### Selected passage

◇ ◇ ◇ ◇

Later that night I ride the Peak Tram. The tram was built by the British (well, designed by the British, built by the back-breaking Chinese labour) and climbs at a maddingly-steep slope up to the tallest peak, towering over the city below. This tram has been running continuously since 1884 with few accidents. The pitch is steeper than any roller coaster I've been on. I was amazed. Once atop the peak, the view is overwhelming. Imagine looking down on New York City from a mountain top perched in Central Park. That's what it's like. And then, a few steps behind me you look on the other side of the peak and witness a beautiful, tree-filled valley, pouring into the sea below. I stay until dark and Hong Kong sparkles below, silent and mesmerizing.

Hong Kong from the Peak

The other side

Back in town, I eat at Tsui Wah restaurant, which is essentially a diner, and eat curried pork. Unfortunately I must note here that restaurants don't serve water. They only drink tea and if you ask for water they give you hot water (which tastes like bath water, gross). So I'm eating this spicy, salty food with no water. Something else funny that happened, and I don't know if this is a cultural thing or if this guy was just rude, but a man joins his friend's table next to me and just grabs my other chair without asking. I didn't mind, but noted how back home the person would probably politely ask if my chair is taken first. The lights are bright and leave a sickly green tint to my skin, so I finish my food quickly and leave.

Ok, skipping to Singapore. Flying over Singapore I gaze at the harbour below and see hundreds of super tankers and cargo vessels scattered across the water. I've never seen so many large ships in one place before and am informed that Singapore is the most active port in the world. Like Hong Kong, Singapore is a very international city with people from all over Asia, America, and Europe. By the way, a lot of hot women waking around in the skimpiest outfits. I was with work colleagues so I was trying not to be too obvious looking. Although later, after having experienced more of Singapore I wonder how many of these women were 'professionals.'

Soon I learn that most Asian countries work 6 day weeks (Saturday is usually a half-day). Man, I mean, I work a lot too, but that sucks. I really like having two days off in a row. Seriously, how do you have time to relax? Most of the men there have a wife and kids, but they also have a girlfriend or two on the side. It's almost expected. Weird. And a lot of men in Singapore grow their pinky fingernails long. I'm not sure why, but someone told me it was to pick earwax out of their ears. Uh...yeah.

Raffles Hotel, Singapore

One hard days night I went downstairs to get a drink. I couldn't find the bar at first, but then a woman about my age asked me if I would walk her into the club downstairs because, as a guest, I could get in for free plus one. Sure, why not. I let her in and then she asked where I was from and I said New York. She excitedly exclaimed she was going to New York in a couple months and could she have my email address and contact me when there? Mmmm, "no", sorry.

◇ ◇ ◇ ◇

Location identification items

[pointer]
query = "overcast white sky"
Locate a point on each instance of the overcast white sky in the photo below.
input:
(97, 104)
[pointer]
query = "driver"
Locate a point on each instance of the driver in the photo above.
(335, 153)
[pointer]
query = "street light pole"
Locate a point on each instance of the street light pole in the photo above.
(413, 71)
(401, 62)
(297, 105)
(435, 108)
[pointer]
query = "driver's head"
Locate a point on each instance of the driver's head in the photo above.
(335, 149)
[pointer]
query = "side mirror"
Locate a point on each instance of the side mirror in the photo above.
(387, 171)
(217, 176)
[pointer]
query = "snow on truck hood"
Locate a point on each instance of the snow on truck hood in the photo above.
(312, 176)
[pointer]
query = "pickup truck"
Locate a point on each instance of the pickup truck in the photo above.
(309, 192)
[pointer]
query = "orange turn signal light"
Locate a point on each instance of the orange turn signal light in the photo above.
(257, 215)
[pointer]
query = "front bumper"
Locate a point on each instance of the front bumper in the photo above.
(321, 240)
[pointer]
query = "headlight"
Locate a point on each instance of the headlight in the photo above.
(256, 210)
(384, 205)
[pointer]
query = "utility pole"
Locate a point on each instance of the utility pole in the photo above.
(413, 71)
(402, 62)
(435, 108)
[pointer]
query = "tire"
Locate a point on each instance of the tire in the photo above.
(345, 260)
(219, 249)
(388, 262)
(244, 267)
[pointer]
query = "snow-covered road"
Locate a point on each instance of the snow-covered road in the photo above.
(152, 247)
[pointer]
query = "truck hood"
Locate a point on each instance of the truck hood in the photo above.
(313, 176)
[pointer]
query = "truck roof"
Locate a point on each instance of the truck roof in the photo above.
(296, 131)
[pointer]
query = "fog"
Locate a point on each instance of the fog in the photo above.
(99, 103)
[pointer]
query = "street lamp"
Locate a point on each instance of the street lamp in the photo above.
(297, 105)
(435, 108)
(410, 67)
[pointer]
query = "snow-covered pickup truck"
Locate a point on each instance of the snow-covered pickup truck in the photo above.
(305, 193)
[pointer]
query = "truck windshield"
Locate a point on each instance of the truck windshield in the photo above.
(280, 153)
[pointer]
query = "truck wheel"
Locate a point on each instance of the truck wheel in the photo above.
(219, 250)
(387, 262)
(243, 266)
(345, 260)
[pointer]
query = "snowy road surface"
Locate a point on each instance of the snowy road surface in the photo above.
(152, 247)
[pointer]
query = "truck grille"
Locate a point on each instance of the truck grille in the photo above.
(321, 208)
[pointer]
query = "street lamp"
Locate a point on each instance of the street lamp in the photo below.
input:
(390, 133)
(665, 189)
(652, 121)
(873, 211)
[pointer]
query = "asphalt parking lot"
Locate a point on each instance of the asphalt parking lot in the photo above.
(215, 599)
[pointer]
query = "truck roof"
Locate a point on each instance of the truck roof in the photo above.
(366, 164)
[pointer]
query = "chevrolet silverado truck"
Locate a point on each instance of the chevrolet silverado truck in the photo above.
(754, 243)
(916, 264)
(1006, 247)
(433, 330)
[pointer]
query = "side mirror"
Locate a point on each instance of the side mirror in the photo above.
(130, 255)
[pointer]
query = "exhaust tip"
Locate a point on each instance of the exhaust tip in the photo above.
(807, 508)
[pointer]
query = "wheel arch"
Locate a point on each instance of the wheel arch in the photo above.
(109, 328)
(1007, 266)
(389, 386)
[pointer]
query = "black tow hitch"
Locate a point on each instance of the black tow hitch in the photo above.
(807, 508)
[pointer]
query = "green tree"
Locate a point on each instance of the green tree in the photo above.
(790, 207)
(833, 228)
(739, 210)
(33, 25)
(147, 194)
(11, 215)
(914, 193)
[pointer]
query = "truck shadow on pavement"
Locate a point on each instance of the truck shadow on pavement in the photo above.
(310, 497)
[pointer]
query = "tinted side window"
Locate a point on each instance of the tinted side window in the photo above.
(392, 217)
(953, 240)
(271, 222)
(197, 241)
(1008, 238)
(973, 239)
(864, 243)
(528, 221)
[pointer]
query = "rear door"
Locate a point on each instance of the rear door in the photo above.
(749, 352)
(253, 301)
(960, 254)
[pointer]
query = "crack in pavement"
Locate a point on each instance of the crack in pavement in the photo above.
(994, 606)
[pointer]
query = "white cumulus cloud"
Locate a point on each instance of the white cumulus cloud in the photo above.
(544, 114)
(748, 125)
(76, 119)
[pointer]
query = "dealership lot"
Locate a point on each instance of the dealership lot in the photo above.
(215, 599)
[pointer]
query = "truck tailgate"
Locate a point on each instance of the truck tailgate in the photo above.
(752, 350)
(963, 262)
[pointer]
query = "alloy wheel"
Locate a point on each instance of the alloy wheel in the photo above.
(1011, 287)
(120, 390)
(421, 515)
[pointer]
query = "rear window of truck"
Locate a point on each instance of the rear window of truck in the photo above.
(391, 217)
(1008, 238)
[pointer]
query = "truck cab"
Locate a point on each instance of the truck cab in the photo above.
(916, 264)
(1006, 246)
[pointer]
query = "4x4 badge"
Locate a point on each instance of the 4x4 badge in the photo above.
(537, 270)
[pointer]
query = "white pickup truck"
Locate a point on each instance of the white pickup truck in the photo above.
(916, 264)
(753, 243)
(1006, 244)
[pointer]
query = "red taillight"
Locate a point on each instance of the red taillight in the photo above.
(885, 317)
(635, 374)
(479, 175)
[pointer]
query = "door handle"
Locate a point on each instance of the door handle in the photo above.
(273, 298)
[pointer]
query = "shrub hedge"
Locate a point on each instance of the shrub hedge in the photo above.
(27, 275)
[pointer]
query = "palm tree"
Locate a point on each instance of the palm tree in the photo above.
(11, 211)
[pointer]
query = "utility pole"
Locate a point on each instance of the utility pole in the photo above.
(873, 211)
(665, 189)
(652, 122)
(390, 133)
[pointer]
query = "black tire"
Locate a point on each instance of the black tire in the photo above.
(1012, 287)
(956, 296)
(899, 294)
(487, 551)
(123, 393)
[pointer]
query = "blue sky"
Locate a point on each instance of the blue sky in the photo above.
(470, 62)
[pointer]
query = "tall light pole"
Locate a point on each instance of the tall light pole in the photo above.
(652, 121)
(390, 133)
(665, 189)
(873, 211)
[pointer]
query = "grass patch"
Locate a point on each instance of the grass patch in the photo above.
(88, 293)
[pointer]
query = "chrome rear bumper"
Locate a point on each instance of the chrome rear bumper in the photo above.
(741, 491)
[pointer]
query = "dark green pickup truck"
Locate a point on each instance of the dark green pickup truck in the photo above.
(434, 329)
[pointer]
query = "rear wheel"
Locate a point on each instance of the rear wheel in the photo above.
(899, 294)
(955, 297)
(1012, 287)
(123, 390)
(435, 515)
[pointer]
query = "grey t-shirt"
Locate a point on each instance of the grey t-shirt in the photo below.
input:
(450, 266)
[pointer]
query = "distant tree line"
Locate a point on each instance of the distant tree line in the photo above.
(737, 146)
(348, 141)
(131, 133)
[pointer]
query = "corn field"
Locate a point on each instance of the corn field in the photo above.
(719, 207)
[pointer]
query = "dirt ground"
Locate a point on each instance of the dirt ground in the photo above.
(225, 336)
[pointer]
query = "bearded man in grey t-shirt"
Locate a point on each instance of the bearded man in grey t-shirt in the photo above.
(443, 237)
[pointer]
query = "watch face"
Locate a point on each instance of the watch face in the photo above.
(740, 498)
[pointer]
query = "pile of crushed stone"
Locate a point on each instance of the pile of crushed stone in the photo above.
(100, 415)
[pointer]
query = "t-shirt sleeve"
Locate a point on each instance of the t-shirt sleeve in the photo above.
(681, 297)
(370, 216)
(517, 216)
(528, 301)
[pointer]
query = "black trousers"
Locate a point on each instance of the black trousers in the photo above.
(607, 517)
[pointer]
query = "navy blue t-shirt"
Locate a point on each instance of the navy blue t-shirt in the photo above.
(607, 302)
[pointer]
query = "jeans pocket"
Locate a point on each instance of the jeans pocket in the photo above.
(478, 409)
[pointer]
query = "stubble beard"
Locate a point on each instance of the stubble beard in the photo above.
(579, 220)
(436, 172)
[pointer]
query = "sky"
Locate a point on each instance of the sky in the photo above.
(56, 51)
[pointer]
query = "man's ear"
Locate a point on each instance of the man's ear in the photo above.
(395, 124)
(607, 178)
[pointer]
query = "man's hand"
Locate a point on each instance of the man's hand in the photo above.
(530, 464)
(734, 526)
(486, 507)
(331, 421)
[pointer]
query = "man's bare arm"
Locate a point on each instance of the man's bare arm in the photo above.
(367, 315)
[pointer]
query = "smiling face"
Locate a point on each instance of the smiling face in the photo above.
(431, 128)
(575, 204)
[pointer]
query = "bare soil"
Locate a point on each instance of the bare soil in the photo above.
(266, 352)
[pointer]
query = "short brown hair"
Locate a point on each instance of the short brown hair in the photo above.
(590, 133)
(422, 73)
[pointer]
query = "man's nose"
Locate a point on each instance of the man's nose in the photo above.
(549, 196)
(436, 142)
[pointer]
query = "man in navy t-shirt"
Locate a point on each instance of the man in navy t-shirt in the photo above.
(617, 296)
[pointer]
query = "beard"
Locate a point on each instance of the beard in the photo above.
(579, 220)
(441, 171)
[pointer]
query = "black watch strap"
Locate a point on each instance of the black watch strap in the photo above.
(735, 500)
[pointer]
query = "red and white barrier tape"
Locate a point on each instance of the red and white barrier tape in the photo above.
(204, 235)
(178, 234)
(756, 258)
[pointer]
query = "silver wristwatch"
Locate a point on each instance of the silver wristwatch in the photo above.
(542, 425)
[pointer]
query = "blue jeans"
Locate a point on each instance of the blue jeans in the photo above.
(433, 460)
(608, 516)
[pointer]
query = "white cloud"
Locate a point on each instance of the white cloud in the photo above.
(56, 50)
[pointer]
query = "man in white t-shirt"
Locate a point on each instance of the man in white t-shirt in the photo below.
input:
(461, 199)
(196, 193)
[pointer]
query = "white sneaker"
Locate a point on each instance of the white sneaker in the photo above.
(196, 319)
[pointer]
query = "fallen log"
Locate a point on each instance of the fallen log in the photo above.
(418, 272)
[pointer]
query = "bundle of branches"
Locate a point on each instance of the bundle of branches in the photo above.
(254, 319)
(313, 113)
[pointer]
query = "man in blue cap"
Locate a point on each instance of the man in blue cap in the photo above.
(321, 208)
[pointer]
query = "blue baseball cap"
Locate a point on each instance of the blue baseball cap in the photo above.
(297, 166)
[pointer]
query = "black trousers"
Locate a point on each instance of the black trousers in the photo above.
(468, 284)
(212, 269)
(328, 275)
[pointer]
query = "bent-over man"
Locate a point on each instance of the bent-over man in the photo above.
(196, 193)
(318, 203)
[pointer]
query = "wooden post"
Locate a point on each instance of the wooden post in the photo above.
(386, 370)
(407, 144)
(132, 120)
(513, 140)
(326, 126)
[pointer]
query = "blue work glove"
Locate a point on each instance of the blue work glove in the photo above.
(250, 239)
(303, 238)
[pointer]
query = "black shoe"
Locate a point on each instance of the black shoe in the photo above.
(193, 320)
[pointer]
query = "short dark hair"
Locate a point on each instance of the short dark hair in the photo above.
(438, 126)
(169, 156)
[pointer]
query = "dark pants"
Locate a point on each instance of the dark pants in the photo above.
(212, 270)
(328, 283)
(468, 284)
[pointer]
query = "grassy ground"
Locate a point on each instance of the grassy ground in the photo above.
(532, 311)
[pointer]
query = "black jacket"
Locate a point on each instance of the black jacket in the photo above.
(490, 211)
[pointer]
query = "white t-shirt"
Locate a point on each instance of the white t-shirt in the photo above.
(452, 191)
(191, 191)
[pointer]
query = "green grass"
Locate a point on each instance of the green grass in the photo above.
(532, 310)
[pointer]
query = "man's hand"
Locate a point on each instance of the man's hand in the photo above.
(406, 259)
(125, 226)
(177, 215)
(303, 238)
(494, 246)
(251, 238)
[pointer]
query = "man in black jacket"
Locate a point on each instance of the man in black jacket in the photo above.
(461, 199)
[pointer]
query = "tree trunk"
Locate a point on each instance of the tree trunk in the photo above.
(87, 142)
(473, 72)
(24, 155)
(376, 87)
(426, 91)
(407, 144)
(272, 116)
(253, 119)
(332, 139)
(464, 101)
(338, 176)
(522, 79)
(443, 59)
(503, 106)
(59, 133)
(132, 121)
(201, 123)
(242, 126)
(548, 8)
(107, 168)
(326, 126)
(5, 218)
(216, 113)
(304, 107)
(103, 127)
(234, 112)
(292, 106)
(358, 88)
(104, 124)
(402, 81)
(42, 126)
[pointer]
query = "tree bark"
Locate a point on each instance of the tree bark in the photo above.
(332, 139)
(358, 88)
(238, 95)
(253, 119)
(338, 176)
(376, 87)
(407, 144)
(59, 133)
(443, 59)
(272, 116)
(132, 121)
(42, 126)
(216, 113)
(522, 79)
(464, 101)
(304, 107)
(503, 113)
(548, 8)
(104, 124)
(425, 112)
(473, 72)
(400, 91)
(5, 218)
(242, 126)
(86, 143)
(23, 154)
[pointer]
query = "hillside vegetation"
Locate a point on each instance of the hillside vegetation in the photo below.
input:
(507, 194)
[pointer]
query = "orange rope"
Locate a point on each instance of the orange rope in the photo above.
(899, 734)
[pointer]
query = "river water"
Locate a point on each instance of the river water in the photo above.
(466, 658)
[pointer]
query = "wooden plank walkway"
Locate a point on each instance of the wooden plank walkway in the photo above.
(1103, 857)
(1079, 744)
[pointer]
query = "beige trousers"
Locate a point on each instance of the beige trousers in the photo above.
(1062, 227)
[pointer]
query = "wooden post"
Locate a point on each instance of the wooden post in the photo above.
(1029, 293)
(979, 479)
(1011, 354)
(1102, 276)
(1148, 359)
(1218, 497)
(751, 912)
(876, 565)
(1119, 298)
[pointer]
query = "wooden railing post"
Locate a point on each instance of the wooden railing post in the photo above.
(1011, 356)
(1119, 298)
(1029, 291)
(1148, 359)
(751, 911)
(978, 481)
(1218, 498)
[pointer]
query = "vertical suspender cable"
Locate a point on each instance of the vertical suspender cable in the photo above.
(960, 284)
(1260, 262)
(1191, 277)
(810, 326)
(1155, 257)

◇ ◇ ◇ ◇

### Challenges
a – List the short caption lines that stand alone between the paragraphs of the travel account.
b – Reproduce the part of the travel account starting at "Back in town, I" and ending at "quickly and leave.".
The records are separate material, apart from the travel account.

### Worked solutions
a –
Hong Kong from the Peak
The other side
Raffles Hotel, Singapore

b –
Back in town, I eat at Tsui Wah restaurant, which is essentially a diner, and eat curried pork. Unfortunately I must note here that restaurants don't serve water. They only drink tea and if you ask for water they give you hot water (which tastes like bath water, gross). So I'm eating this spicy, salty food with no water. Something else funny that happened, and I don't know if this is a cultural thing or if this guy was just rude, but a man joins his friend's table next to me and just grabs my other chair without asking. I didn't mind, but noted how back home the person would probably politely ask if my chair is taken first. The lights are bright and leave a sickly green tint to my skin, so I finish my food quickly and leave.